▶ [EXERCISE REQUIREMENTS]:
Copy the lines below word for word, leaving out the pictures.
(DATA PROVIDED)
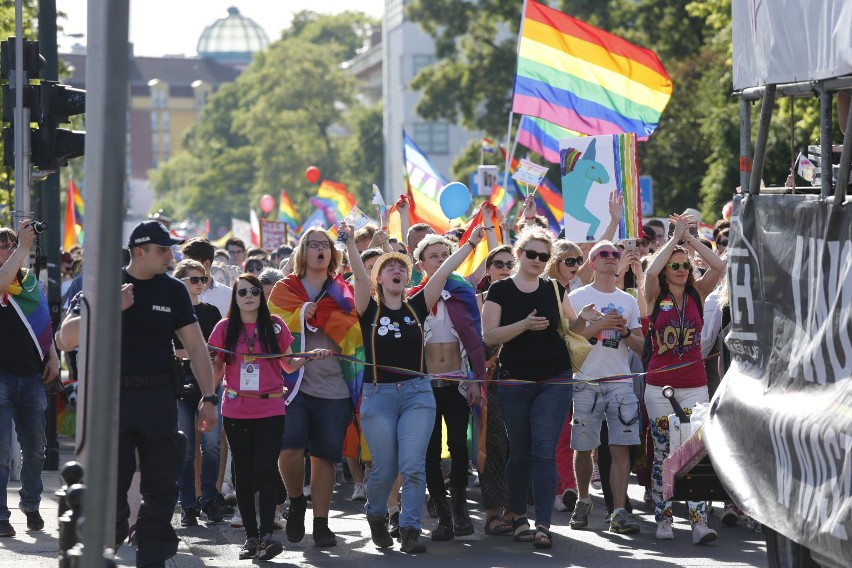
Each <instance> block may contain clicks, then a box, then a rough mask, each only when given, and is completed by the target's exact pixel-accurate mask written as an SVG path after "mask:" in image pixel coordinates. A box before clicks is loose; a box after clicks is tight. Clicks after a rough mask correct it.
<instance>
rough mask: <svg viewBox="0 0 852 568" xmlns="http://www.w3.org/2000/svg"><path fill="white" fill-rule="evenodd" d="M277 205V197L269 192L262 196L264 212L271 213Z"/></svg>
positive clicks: (262, 210) (262, 207)
mask: <svg viewBox="0 0 852 568" xmlns="http://www.w3.org/2000/svg"><path fill="white" fill-rule="evenodd" d="M273 207H275V198H274V197H272V196H271V195H269V194H268V193H267V194H265V195H263V196H262V197H261V198H260V210H261V211H263V212H264V213H269V212H270V211H272V208H273Z"/></svg>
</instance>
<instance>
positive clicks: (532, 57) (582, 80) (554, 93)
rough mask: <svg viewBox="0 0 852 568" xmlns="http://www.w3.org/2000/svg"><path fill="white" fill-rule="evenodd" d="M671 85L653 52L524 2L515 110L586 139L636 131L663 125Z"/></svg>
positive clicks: (513, 111) (514, 101)
mask: <svg viewBox="0 0 852 568" xmlns="http://www.w3.org/2000/svg"><path fill="white" fill-rule="evenodd" d="M671 95H672V82H671V79H670V78H669V76H668V74H667V73H666V70H665V68H664V67H663V64H662V63H661V62H660V60H659V58H658V57H657V55H656V54H655V53H654V52H653V51H650V50H647V49H644V48H641V47H638V46H636V45H633V44H632V43H630V42H628V41H626V40H624V39H622V38H620V37H617V36H614V35H612V34H610V33H608V32H605V31H603V30H601V29H598V28H596V27H594V26H590V25H589V24H586V23H584V22H581V21H580V20H577V19H575V18H572V17H571V16H568V15H567V14H563V13H562V12H559V11H557V10H554V9H552V8H549V7H547V6H544V5H542V4H539V3H537V2H535V1H534V0H527V3H526V10H525V12H524V16H523V20H522V21H521V37H520V40H519V43H518V67H517V71H516V74H515V89H514V96H513V100H512V111H513V112H516V113H518V114H524V115H528V116H536V117H539V118H543V119H545V120H547V121H549V122H552V123H554V124H558V125H559V126H563V127H565V128H569V129H571V130H576V131H577V132H582V133H583V134H619V133H624V132H633V133H635V134H636V135H637V137H638V138H639V139H640V140H641V139H645V138H647V137H648V136H650V135H651V133H652V132H654V130H655V129H656V128H657V124H658V123H659V122H660V115H661V114H662V112H663V109H665V108H666V104H667V103H668V102H669V99H670V98H671Z"/></svg>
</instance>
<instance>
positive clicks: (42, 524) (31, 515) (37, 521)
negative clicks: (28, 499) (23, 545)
mask: <svg viewBox="0 0 852 568" xmlns="http://www.w3.org/2000/svg"><path fill="white" fill-rule="evenodd" d="M21 511H23V513H24V514H25V515H26V516H27V530H28V531H40V530H42V529H43V528H44V519H42V518H41V515H40V514H39V512H38V509H36V510H35V511H24V510H23V509H21Z"/></svg>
(End DATA PROVIDED)
▶ [RESPONSE TO THIS EXERCISE]:
Each <instance> block may contain clicks, then a box, then a rough mask, each only when given, and is completed by the target's exact pixel-accurate mask written as an SVG path after "mask:" in image pixel coordinates. A box before clicks is loose; a box after clicks is tight. Clicks after a rough mask correct it.
<instance>
rough mask: <svg viewBox="0 0 852 568" xmlns="http://www.w3.org/2000/svg"><path fill="white" fill-rule="evenodd" d="M277 205V197L269 192L262 196L264 212L271 213Z"/></svg>
positive clicks: (262, 210) (262, 207)
mask: <svg viewBox="0 0 852 568" xmlns="http://www.w3.org/2000/svg"><path fill="white" fill-rule="evenodd" d="M273 207H275V198H274V197H272V196H271V195H269V194H268V193H267V194H265V195H263V196H262V197H261V198H260V210H261V211H263V212H264V213H269V212H270V211H272V208H273Z"/></svg>
</instance>
<instance>
positive clicks: (532, 57) (582, 80) (554, 93)
rough mask: <svg viewBox="0 0 852 568" xmlns="http://www.w3.org/2000/svg"><path fill="white" fill-rule="evenodd" d="M671 85L653 52L524 2L515 110L586 139L636 131L663 125Z"/></svg>
positive clicks: (513, 111) (514, 101)
mask: <svg viewBox="0 0 852 568" xmlns="http://www.w3.org/2000/svg"><path fill="white" fill-rule="evenodd" d="M671 95H672V82H671V79H670V78H669V76H668V74H667V73H666V70H665V68H664V67H663V64H662V63H661V62H660V60H659V58H658V57H657V55H656V54H655V53H654V52H653V51H650V50H647V49H644V48H641V47H638V46H636V45H633V44H632V43H630V42H628V41H626V40H624V39H622V38H620V37H617V36H614V35H612V34H610V33H608V32H605V31H603V30H601V29H598V28H596V27H594V26H590V25H589V24H586V23H584V22H581V21H580V20H577V19H575V18H572V17H571V16H568V15H567V14H563V13H562V12H559V11H557V10H554V9H552V8H549V7H547V6H544V5H542V4H539V3H537V2H535V1H534V0H527V3H526V10H525V12H524V16H523V20H522V21H521V37H520V40H519V43H518V67H517V71H516V74H515V89H514V96H513V100H512V111H513V112H516V113H518V114H524V115H528V116H536V117H539V118H543V119H545V120H547V121H549V122H552V123H554V124H558V125H559V126H563V127H565V128H569V129H571V130H576V131H577V132H582V133H583V134H619V133H624V132H633V133H635V134H636V135H637V137H638V138H639V139H640V140H641V139H645V138H647V137H648V136H650V135H651V133H652V132H654V130H655V129H656V128H657V124H658V123H659V122H660V115H661V114H662V112H663V109H665V108H666V104H667V103H668V102H669V99H670V98H671Z"/></svg>
</instance>
<instance>
positive clicks: (42, 524) (31, 515) (37, 521)
negative clicks: (28, 499) (23, 545)
mask: <svg viewBox="0 0 852 568" xmlns="http://www.w3.org/2000/svg"><path fill="white" fill-rule="evenodd" d="M21 511H23V513H24V514H25V515H26V516H27V530H28V531H40V530H42V529H43V528H44V519H42V518H41V515H40V514H39V512H38V509H36V510H35V511H24V510H23V509H21Z"/></svg>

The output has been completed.